Task instructions ▸ Copy out exactly the line that contains "Hi there — could you locate the shelter" and all lines following it to the end of the data.

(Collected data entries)
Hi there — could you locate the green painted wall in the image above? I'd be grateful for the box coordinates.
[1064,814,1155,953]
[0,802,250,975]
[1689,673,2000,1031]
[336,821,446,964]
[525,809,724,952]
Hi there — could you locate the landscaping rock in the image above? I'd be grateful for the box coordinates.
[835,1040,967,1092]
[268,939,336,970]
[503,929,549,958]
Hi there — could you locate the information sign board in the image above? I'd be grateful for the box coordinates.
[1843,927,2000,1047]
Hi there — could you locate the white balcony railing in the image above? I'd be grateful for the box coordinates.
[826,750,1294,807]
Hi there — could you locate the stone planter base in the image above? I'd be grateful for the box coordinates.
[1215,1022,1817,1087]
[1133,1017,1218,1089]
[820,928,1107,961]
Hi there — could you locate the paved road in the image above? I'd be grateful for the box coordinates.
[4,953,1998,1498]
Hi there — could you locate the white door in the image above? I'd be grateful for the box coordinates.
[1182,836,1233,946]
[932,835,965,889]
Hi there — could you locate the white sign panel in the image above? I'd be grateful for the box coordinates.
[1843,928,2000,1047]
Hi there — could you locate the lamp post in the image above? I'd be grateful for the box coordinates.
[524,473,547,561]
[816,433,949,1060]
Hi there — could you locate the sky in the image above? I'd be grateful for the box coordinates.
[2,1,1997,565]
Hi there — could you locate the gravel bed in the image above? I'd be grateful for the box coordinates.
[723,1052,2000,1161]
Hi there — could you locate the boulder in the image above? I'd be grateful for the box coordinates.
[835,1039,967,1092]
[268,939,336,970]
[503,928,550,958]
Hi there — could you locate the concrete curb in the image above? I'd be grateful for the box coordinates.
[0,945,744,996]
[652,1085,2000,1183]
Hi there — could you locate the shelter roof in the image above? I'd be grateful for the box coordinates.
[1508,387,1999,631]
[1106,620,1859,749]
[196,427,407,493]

Response to this exercise ▸
Hi there — could you locate the shelter roof in the image above? I'd be grateful for the box coordinates.
[1508,387,1999,631]
[1106,620,1859,749]
[196,427,407,493]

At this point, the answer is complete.